Count the lines in the data below that contain the string "tree". How many are there? Reply with the number only.

::::::

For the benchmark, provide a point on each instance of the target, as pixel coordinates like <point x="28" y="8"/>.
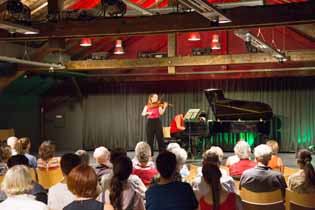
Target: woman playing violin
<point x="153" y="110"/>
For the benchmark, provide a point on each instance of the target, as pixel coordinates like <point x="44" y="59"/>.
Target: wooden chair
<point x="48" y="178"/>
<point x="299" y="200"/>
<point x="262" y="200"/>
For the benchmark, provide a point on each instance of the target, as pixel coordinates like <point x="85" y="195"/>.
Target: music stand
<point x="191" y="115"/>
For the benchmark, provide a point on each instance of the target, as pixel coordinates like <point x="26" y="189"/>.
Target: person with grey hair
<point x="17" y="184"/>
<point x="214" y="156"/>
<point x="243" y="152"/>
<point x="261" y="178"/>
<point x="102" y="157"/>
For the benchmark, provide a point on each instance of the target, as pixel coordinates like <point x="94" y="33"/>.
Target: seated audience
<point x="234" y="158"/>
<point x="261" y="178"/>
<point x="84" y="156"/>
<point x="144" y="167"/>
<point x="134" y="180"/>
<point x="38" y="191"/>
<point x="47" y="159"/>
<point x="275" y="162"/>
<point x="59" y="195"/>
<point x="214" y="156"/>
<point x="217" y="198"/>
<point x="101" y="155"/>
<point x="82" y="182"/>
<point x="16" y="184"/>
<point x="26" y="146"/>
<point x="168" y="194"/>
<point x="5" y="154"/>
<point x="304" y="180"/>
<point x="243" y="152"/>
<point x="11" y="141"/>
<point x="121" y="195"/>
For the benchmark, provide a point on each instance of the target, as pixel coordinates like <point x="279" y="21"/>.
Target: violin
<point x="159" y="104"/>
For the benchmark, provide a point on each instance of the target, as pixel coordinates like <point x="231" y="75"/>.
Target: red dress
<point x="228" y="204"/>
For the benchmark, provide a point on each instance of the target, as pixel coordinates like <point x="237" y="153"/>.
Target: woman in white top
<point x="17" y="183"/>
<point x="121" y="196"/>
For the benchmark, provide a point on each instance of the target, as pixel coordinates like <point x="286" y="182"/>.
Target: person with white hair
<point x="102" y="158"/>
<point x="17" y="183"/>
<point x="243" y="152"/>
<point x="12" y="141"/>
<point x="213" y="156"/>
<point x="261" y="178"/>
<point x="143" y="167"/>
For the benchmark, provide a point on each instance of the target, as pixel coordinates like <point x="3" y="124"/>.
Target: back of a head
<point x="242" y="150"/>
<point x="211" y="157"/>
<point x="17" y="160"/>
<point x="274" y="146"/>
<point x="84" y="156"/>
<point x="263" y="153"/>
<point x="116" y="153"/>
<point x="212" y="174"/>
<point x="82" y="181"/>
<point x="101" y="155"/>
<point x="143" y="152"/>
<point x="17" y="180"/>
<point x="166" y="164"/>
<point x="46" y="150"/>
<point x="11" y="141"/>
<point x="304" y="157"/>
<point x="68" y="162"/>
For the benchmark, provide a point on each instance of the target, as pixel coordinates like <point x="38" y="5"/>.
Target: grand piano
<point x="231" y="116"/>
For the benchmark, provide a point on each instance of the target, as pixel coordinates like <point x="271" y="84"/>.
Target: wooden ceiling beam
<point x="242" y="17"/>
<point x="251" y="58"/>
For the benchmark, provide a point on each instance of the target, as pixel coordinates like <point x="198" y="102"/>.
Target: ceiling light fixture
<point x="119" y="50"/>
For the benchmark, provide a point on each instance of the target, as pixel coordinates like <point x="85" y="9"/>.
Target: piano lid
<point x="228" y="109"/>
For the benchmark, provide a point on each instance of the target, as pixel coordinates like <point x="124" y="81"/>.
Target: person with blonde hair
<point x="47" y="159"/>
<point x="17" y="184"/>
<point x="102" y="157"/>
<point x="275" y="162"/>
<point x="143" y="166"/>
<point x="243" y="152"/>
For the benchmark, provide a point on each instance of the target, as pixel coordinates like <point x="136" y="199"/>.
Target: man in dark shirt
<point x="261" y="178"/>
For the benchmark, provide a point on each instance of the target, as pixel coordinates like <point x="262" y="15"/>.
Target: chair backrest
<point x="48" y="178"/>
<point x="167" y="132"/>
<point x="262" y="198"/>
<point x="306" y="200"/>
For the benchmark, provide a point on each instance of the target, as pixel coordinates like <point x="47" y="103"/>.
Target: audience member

::::::

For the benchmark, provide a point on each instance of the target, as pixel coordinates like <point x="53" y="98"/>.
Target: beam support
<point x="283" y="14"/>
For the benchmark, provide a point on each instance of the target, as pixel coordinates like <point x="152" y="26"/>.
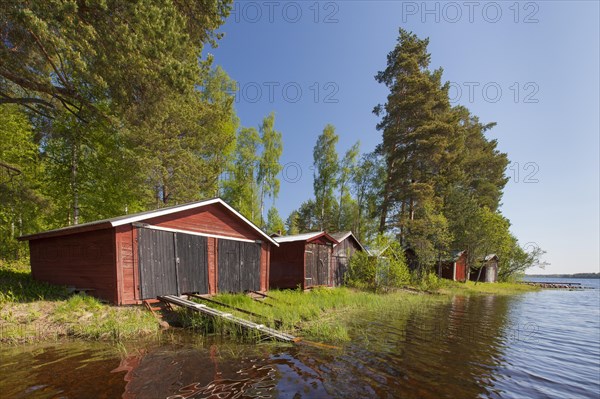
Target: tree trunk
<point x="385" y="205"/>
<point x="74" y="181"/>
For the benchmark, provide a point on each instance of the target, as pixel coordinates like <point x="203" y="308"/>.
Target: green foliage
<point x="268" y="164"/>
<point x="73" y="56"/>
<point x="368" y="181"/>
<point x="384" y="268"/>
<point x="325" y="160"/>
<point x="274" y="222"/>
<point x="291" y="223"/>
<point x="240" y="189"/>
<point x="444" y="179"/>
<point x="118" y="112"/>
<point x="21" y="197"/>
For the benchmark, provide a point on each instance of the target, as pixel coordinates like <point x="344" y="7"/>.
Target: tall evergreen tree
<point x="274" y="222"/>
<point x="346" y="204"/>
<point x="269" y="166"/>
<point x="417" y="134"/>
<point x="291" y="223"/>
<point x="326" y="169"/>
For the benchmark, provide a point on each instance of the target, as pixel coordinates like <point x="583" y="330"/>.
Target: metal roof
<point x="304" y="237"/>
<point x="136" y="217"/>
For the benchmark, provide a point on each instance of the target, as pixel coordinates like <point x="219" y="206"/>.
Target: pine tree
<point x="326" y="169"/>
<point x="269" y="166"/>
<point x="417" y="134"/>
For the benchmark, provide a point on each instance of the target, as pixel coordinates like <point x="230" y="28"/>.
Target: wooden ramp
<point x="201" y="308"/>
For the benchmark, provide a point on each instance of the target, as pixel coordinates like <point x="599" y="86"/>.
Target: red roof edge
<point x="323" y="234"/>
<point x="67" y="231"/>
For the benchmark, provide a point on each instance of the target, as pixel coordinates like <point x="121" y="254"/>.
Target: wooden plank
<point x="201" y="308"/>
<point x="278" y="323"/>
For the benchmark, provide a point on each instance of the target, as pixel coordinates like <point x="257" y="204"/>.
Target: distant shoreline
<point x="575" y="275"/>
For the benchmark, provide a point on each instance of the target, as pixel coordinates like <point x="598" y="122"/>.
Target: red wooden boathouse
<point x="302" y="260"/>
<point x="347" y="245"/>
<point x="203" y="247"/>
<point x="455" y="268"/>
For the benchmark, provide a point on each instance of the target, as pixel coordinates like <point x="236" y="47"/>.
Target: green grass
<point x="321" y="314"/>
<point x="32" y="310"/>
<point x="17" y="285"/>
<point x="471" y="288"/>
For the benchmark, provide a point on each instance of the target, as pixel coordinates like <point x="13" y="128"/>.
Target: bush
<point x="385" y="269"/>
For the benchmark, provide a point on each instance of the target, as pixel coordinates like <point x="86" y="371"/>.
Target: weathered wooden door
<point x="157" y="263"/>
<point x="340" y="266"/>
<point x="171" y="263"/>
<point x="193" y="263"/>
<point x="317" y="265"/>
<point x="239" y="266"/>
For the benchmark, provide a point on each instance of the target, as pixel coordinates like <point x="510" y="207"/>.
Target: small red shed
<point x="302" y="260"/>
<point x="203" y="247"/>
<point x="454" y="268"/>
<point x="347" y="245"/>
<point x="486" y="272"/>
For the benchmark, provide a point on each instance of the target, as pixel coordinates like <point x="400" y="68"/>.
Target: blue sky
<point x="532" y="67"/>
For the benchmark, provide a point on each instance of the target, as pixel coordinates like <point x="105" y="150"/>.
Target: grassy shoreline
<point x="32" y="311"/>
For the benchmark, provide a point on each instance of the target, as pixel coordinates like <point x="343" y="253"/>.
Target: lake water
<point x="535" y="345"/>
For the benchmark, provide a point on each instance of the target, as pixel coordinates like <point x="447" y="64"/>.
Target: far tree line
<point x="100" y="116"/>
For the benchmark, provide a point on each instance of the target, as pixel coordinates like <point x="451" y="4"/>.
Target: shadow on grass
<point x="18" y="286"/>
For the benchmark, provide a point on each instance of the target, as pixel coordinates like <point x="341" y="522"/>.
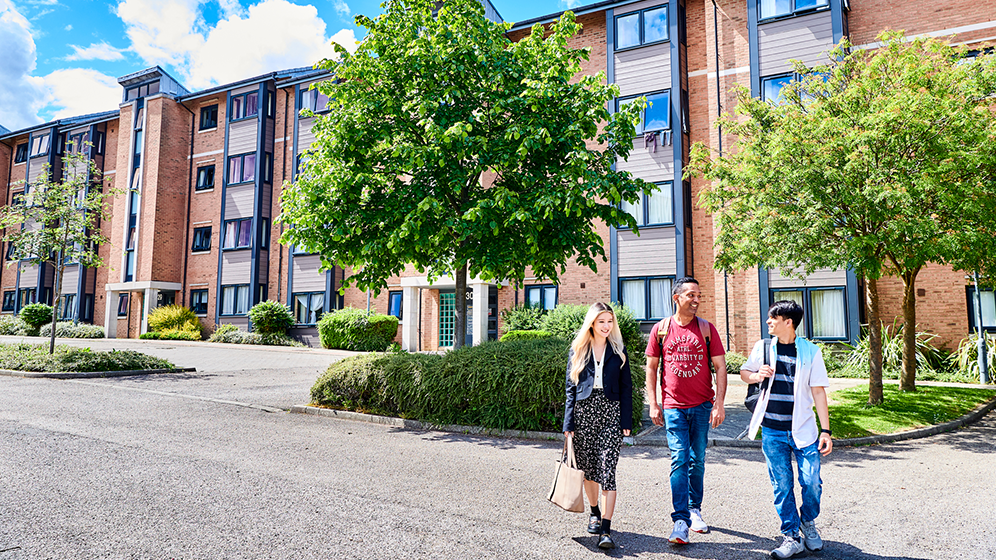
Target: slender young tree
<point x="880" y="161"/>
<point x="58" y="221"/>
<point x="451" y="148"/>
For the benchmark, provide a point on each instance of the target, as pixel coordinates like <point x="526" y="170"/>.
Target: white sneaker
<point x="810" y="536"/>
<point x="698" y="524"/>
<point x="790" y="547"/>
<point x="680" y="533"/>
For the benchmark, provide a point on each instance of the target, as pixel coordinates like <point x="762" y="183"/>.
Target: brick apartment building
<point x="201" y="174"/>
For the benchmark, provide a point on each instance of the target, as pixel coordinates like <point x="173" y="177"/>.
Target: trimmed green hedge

::::::

REPLY TO THE EXERCISE: 5